-------- Ausgangstext --------

# Netbeans / JAR File



## Denis (25. Mrz 2004)

Hallo - ich nochmal....

mit Netbeans habe ich ein JAR File erzeugt. 
Im JAR File sind die einzelnen Klassen enthalten; jedoch existieren zusätzlich zu den einzelnen Klassen die selbigen, nur mit der Erweiterung $1, $2 etc....

Vermutlich sind das die backup dateien von den Klassen die Netbeans von sich aus anlegt. 

Leider versucht das Applet jedoch auf eine dieser beim initialisieren der Nutzeroberfläche zuzugreifen.
Es behauptet folgendes:

java.lang.NoClassDefFoundError: Monster/GUI/MonsterUff$1


Im JAR file ist aber diese, sowohl ohne $1 also auch mit $1 enthalten. ALso die wahre Klasse und die Kopie.

Weiß jemand wie das Applet innerhalb des JAR Files auf Klassen zeigt? Oder wie funktioniert das? Oder was ist hier nicht richtig?

--------

Aufgabe A
Beantworte diese Fragen zum Ausgangstext:
(i) Mit welchem Programm wurde die JAR-Datei erzeugt?
(ii) Welche Erweiterungen tragen die zusätzlichen Klassen in der JAR-Datei?
(iii) Welche Fehlermeldung gibt das Applet aus?
Der Ausgangstext und die Zeilen haben verschiedene Quellen.

-------- Zu verarbeitende Daten --------

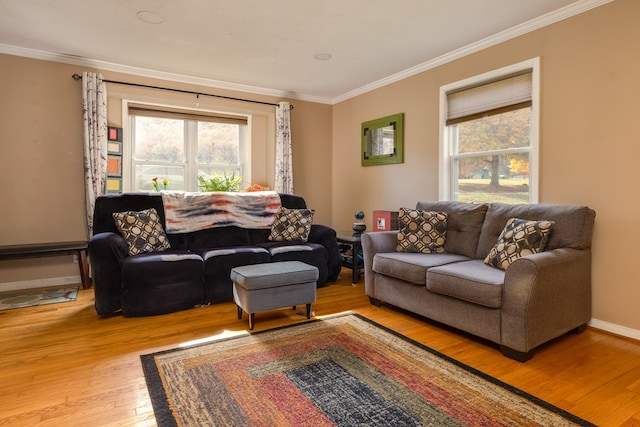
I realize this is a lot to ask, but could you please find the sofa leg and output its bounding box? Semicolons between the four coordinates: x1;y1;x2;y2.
573;323;587;334
500;345;536;362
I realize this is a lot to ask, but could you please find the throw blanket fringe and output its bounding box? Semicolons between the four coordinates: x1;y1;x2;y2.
161;191;281;233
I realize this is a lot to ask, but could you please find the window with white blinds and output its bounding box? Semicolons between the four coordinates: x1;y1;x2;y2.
440;58;539;203
447;70;532;125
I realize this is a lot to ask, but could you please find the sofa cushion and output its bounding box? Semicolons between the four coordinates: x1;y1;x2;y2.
269;207;314;242
396;208;447;254
202;247;271;304
372;252;469;285
120;251;204;316
113;208;171;255
427;260;505;308
484;218;553;270
474;203;596;259
416;201;484;258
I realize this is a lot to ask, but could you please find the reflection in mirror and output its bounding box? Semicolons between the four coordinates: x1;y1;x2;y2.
360;113;404;166
365;123;396;156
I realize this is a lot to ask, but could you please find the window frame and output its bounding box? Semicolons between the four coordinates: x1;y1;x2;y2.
438;57;540;203
122;99;251;192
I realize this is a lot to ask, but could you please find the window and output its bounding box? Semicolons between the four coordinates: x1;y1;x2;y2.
440;59;539;203
129;104;250;191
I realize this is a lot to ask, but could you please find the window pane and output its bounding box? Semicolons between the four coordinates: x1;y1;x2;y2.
133;116;185;161
197;122;240;165
452;107;531;153
134;165;185;191
453;153;529;203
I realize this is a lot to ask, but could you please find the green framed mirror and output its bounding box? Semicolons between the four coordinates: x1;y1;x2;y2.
360;113;404;166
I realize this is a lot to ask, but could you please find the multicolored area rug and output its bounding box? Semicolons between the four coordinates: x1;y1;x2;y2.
0;285;78;310
141;314;592;427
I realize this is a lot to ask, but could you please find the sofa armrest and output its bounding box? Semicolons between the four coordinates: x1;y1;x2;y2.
309;224;342;282
89;232;129;316
361;231;398;298
501;248;591;352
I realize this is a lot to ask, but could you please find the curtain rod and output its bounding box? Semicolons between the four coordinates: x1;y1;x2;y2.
71;73;293;110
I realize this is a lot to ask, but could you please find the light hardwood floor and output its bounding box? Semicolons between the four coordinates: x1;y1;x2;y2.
0;271;640;426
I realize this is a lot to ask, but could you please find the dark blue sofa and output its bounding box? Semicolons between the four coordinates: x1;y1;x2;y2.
89;193;341;316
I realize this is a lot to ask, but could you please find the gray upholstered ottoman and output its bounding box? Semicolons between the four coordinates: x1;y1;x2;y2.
231;261;318;330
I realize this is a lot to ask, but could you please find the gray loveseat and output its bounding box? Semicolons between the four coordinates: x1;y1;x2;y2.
362;202;595;362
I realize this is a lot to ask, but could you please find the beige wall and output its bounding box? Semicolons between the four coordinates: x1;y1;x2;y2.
0;55;332;284
0;0;640;333
332;0;640;331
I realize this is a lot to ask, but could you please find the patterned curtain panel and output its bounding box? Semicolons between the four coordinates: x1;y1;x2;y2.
82;72;107;236
275;102;293;194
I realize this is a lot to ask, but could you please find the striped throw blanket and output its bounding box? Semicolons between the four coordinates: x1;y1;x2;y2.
161;191;281;233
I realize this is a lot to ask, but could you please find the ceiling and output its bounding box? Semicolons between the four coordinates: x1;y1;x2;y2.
0;0;611;103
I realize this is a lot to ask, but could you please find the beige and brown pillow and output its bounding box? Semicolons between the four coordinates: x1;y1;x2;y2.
396;208;447;254
484;218;554;270
269;207;314;242
113;208;171;255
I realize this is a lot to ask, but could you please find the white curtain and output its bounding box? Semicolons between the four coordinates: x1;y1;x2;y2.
275;102;293;194
82;72;107;236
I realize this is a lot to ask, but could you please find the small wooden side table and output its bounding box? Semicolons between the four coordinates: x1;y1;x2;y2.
336;231;364;285
0;241;91;289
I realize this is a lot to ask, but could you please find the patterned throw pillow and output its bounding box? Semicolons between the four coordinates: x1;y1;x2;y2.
113;208;171;255
484;218;554;270
269;207;315;242
396;208;447;254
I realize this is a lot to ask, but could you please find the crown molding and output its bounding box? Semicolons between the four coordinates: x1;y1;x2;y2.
331;0;614;104
0;43;338;104
0;0;614;105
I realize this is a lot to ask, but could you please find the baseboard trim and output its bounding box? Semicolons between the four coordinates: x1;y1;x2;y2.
0;276;82;292
589;319;640;341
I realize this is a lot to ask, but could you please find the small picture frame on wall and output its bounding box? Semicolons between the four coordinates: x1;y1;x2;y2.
107;155;122;177
107;177;122;193
107;126;122;142
107;141;122;156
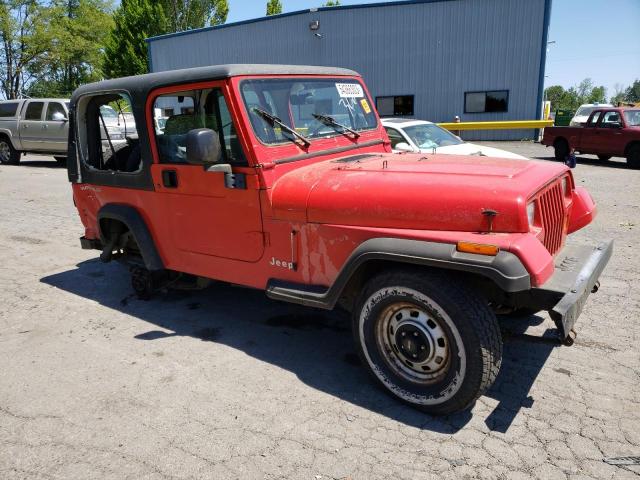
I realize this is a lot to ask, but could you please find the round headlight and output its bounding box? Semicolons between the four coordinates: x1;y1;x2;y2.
527;202;536;225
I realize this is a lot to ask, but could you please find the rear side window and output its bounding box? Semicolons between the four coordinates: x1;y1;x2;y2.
153;88;247;165
78;93;142;173
45;102;67;122
24;102;44;120
0;102;19;117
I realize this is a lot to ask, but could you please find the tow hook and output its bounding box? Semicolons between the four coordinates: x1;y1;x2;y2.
562;328;578;347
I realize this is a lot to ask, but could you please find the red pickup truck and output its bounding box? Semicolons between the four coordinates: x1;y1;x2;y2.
542;107;640;168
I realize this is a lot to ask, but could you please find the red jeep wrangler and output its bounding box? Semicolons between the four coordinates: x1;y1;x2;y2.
68;65;612;413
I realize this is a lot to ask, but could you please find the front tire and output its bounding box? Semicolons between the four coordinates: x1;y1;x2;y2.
353;270;502;414
0;137;20;165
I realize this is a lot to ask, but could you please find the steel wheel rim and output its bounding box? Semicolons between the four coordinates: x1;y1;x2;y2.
376;302;452;384
0;141;11;163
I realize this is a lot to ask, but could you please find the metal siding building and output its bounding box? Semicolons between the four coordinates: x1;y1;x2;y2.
148;0;551;140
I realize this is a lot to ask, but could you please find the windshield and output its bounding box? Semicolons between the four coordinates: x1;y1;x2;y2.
624;110;640;127
404;123;464;148
240;78;377;144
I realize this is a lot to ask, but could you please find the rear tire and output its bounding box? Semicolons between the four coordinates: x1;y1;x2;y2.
353;270;502;414
553;138;569;163
0;137;20;165
627;145;640;168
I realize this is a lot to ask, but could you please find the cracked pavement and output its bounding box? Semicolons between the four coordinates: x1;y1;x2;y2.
0;146;640;480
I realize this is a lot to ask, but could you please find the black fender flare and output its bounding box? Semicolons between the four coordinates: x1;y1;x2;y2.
267;238;531;309
98;203;164;271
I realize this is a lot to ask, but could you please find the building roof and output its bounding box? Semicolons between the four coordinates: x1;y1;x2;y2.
145;0;461;42
72;64;360;103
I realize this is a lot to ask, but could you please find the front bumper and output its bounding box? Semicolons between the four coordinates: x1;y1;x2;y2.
531;240;613;343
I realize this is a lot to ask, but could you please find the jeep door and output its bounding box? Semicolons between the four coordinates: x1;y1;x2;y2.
146;82;264;262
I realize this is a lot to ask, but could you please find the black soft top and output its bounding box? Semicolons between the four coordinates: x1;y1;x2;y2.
71;64;360;104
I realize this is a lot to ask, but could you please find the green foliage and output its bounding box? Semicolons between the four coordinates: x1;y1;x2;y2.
28;0;113;97
159;0;229;33
104;0;167;77
267;0;282;16
544;78;606;111
0;0;54;98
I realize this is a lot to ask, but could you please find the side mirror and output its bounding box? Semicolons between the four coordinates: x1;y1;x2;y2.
393;142;413;152
187;128;222;165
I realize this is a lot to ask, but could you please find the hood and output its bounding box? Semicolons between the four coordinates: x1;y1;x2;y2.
271;154;567;232
432;142;526;160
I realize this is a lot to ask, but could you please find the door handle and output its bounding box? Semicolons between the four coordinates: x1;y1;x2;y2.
162;170;178;188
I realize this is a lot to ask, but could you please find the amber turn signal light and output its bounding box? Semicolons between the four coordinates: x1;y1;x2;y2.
456;242;500;257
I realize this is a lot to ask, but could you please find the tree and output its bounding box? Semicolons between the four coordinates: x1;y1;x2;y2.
544;78;607;111
0;0;54;99
267;0;282;16
104;0;167;77
28;0;113;97
624;80;640;103
159;0;229;33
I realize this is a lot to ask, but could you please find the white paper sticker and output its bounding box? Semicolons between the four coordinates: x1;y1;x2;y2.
336;83;364;98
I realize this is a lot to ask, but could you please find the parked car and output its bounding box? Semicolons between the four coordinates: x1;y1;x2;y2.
542;107;640;168
67;65;613;414
382;118;526;160
569;103;613;127
0;98;69;164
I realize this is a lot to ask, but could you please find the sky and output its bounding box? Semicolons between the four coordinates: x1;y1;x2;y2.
221;0;640;98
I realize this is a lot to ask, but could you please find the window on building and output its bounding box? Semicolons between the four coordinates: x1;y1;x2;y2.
464;90;509;113
24;102;44;120
0;102;18;117
376;95;413;117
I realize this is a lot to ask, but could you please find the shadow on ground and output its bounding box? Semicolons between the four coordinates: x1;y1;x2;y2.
531;156;631;169
41;260;554;433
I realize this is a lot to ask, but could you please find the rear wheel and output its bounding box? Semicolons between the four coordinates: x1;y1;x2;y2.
627;145;640;168
0;137;20;165
553;138;569;163
353;271;502;414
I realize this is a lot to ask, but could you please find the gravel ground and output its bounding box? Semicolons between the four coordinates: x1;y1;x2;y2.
0;147;640;480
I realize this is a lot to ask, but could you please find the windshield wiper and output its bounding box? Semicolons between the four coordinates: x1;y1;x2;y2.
253;107;311;147
311;113;360;138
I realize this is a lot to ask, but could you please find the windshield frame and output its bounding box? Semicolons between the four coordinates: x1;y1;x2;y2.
240;75;381;149
401;123;465;150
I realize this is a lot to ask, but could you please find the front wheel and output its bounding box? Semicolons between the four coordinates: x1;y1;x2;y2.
0;137;20;165
353;270;502;414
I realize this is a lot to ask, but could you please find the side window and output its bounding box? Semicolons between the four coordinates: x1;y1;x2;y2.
384;127;407;148
600;112;621;128
78;93;142;173
24;102;44;120
45;102;67;122
153;88;247;165
587;112;602;127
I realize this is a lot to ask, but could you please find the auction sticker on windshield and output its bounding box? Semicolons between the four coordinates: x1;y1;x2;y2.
336;83;364;98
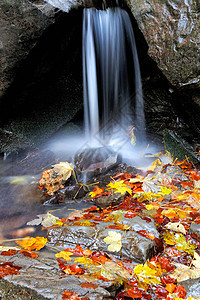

--------

Aufgabe B
Gib den Abschnitt der Zeilen, der mit der Zeile beginnt, die „the windshield wiper“ enthält, und bis zum Ende der Zeilen reicht, wortgetreu wieder. Lass die Bilder dabei weg.

Ergebnis A
(i) Mit Netbeans.
(ii) $1, $2 usw.
(iii) java.lang.NoClassDefFoundError: Monster/GUI/MonsterUff$1

Ergebnis B
I realize this is a lot to ask, but could you please find the windshield wiper and output its bounding box? Semicolons between the four coordinates: x1;y1;x2;y2.
253;107;311;147
311;113;360;138
I realize this is a lot to ask, but could you please find the windshield frame and output its bounding box? Semicolons between the four coordinates: x1;y1;x2;y2.
240;75;381;149
401;123;465;150
I realize this is a lot to ask, but could you please find the front wheel and output its bounding box? Semicolons between the four coordinates: x1;y1;x2;y2.
0;137;20;165
353;270;502;414
I realize this is a lot to ask, but could you please find the side window and output its bounding box? Semicolons between the four coordinates: x1;y1;x2;y2.
384;127;407;148
600;112;621;128
78;93;142;173
24;102;44;120
45;102;67;122
153;88;247;165
587;112;602;127
I realize this is a lot to ask, but could you please find the auction sticker on windshield and output its bounding box? Semicolons between the four coordinates: x1;y1;x2;y2.
336;83;364;98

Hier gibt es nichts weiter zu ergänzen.